[Natural-language object grounding data]

=== Begin Enclosure ===

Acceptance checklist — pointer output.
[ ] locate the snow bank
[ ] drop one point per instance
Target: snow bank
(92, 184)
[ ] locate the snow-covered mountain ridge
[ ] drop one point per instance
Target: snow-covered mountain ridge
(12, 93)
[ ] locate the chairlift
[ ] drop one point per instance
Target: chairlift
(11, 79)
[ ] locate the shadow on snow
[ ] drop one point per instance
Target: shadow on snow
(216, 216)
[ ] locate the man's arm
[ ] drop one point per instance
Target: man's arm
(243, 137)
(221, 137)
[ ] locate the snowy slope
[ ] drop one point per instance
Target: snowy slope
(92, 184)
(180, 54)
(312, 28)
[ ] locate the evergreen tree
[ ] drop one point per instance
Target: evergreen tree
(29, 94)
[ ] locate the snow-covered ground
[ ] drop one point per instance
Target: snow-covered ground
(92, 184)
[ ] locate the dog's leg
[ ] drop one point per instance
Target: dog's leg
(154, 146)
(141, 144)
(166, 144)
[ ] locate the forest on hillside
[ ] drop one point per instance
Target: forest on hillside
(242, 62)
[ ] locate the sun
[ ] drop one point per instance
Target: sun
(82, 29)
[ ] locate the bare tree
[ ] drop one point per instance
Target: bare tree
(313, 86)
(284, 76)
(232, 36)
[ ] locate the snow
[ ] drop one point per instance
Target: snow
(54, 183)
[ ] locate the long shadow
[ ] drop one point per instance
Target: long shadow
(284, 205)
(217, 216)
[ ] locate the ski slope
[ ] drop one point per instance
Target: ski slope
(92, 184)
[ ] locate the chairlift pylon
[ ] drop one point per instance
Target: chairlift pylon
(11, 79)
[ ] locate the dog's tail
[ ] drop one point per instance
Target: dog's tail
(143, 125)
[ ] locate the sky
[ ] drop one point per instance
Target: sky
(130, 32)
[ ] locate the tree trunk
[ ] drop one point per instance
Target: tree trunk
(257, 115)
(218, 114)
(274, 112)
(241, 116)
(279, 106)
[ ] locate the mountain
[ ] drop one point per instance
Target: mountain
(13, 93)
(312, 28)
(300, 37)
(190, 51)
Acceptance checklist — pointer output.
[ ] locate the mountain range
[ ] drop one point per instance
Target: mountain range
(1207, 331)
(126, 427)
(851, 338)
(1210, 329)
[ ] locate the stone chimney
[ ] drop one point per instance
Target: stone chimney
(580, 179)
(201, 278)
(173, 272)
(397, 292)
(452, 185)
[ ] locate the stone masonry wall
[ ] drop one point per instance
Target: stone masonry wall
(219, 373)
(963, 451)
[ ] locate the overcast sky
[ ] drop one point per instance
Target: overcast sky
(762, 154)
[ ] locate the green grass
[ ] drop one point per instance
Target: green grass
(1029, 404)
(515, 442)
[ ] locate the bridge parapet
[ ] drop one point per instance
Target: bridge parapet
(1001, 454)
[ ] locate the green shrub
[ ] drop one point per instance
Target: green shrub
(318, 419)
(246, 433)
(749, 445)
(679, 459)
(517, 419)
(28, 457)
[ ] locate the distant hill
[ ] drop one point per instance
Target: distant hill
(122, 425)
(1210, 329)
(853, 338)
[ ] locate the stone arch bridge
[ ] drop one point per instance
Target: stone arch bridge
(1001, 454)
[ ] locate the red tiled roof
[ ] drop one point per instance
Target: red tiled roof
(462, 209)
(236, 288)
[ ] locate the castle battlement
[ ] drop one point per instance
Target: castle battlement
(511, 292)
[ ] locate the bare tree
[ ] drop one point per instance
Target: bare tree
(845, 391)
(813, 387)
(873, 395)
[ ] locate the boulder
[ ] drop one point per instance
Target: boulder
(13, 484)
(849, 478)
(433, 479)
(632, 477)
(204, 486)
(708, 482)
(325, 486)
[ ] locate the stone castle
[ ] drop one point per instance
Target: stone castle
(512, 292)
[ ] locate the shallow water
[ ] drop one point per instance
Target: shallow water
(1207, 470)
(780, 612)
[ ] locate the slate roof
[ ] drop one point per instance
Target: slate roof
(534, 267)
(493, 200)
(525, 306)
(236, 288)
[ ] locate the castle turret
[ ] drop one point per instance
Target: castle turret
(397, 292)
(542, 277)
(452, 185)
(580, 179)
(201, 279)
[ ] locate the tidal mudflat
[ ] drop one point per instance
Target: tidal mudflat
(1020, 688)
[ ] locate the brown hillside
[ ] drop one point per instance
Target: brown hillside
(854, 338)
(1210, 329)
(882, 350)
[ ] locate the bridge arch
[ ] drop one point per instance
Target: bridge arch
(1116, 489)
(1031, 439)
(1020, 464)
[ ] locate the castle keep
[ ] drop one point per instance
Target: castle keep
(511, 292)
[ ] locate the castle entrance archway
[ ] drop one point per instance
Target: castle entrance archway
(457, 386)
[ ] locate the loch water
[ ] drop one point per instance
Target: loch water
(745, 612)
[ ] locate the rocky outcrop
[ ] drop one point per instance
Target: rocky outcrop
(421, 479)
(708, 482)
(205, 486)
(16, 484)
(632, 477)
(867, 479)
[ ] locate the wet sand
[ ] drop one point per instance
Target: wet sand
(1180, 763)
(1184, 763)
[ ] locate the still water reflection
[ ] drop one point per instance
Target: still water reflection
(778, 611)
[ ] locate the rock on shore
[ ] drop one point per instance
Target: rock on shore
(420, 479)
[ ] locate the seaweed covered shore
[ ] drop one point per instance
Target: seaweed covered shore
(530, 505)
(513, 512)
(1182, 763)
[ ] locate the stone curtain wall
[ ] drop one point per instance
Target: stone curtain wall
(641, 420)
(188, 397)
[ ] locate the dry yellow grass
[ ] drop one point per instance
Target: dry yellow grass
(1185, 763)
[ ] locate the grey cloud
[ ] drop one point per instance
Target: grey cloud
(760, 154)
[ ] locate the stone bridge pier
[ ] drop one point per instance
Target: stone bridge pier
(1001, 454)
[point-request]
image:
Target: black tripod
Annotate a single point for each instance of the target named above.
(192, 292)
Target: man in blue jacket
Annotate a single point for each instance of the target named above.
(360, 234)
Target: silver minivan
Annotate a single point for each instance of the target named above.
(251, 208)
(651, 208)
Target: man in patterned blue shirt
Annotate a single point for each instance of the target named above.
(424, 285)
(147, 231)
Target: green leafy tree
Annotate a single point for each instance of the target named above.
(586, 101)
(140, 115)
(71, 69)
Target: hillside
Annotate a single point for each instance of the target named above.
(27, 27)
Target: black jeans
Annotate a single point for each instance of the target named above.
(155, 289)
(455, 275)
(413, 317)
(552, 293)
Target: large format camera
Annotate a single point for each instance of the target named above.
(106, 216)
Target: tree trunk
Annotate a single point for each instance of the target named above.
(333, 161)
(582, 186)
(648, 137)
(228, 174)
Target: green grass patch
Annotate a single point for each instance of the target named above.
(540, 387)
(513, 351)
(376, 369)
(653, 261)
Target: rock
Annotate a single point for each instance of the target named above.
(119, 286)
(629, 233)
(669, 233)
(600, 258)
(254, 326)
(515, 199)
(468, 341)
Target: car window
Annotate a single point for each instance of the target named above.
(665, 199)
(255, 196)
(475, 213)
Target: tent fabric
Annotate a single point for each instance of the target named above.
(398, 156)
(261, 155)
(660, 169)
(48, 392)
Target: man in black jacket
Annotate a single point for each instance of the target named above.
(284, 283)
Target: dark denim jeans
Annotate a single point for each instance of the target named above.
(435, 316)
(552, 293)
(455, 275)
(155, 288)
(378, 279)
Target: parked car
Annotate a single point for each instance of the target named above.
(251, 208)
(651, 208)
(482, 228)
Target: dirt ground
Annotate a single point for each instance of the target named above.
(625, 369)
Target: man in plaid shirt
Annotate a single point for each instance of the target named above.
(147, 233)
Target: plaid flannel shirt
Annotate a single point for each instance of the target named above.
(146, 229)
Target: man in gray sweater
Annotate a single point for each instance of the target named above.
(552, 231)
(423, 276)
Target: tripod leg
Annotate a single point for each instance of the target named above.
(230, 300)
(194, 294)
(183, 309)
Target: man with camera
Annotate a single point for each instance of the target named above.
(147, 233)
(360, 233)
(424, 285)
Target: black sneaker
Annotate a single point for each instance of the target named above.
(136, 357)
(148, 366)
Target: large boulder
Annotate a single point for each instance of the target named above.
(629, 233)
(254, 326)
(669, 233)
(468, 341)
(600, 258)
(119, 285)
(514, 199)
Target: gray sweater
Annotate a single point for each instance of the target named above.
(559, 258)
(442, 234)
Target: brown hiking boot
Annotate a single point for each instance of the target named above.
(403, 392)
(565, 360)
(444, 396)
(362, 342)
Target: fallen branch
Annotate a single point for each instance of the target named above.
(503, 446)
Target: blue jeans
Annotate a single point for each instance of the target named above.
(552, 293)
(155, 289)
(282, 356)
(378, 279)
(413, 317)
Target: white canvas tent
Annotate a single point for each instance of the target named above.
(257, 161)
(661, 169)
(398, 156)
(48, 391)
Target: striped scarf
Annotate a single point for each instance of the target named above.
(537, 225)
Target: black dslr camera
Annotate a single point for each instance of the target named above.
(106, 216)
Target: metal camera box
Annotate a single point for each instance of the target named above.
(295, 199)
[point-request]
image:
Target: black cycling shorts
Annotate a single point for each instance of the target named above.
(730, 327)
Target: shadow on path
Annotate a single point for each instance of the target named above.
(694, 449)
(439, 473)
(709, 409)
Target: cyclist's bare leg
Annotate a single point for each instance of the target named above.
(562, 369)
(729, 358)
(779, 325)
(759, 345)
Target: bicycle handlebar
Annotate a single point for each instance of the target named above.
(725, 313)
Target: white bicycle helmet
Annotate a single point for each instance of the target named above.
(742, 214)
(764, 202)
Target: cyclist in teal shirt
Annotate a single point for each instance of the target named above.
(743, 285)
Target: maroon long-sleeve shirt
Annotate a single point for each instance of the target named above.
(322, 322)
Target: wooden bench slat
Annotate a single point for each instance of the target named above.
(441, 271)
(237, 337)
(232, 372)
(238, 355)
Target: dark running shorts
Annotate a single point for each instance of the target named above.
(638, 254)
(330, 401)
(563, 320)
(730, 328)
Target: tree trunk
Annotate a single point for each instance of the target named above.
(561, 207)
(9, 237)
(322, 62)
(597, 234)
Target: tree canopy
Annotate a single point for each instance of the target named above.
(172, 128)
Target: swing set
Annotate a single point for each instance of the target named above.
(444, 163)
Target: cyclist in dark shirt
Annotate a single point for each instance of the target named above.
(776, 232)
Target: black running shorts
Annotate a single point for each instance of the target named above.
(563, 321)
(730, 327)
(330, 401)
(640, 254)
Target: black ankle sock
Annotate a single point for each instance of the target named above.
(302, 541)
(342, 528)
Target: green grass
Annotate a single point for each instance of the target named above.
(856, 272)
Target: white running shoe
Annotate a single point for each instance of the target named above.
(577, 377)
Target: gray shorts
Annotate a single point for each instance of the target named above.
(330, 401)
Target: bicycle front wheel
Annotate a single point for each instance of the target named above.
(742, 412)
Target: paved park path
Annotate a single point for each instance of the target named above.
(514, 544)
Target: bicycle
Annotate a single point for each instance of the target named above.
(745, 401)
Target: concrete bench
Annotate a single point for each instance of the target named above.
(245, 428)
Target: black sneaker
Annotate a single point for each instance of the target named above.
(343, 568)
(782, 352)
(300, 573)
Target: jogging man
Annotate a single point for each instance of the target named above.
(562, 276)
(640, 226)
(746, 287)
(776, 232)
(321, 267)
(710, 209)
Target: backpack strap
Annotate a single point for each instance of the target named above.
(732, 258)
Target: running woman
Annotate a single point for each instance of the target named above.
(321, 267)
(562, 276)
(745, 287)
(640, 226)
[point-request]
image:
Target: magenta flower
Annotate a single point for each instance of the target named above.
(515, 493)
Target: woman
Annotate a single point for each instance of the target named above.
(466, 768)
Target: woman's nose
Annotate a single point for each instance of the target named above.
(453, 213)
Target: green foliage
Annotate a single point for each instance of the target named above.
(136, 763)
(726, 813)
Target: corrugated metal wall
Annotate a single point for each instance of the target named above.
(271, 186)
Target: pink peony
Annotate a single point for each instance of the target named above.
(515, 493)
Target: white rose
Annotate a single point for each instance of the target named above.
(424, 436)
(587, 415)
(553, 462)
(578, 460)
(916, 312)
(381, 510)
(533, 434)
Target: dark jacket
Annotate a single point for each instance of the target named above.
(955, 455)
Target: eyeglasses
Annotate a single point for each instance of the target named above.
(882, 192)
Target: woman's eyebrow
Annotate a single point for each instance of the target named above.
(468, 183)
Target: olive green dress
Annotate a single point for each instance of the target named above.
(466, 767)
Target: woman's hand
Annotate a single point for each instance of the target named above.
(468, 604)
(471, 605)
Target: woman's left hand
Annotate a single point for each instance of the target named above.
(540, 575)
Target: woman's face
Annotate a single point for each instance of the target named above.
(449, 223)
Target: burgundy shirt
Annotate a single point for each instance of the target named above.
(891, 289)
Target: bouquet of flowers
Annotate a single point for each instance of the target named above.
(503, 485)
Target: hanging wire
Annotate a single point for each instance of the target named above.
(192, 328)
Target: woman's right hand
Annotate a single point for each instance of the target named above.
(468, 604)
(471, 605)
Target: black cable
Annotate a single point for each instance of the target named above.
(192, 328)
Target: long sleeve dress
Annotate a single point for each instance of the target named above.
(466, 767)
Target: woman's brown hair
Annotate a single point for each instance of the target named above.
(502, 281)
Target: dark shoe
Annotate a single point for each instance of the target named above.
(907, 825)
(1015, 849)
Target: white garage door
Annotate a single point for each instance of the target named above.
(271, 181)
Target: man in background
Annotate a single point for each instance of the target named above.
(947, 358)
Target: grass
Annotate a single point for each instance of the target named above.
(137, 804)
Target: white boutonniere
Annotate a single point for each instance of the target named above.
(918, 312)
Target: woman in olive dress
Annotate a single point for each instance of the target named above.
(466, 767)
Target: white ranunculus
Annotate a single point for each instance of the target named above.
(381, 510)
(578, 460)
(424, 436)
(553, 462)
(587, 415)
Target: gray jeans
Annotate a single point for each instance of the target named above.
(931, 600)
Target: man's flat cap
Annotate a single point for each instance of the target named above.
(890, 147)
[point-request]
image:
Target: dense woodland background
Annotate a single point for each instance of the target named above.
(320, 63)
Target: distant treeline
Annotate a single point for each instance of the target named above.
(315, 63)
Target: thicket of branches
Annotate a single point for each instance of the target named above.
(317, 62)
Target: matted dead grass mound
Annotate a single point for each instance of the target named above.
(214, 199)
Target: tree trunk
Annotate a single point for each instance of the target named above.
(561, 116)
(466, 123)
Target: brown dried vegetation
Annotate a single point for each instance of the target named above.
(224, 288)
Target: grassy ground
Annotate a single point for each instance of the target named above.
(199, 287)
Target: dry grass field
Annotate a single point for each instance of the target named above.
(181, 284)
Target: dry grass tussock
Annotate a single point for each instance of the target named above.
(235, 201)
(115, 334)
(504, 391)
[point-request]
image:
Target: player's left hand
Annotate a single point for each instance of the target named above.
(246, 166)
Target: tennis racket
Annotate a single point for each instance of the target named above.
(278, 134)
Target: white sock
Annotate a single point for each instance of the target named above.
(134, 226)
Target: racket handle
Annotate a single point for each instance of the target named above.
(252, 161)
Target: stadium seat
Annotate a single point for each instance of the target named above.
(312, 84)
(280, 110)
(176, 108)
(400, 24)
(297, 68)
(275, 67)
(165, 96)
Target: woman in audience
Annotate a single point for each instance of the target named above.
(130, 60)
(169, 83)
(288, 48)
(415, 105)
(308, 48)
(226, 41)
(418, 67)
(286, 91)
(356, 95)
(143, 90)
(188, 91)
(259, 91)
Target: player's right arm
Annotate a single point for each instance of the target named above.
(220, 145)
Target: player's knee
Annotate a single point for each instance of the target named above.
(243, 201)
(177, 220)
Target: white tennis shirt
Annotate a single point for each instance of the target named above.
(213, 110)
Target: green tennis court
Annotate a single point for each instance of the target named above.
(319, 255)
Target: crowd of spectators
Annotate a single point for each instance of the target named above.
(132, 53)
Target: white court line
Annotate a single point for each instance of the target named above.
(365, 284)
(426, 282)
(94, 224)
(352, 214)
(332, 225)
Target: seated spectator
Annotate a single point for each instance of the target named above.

=== End Enclosure ===

AIM OF THE TASK:
Using the data above, copy each line that contains "metal".

PROBLEM SOLUTION:
Target: metal camera box
Target: corrugated metal wall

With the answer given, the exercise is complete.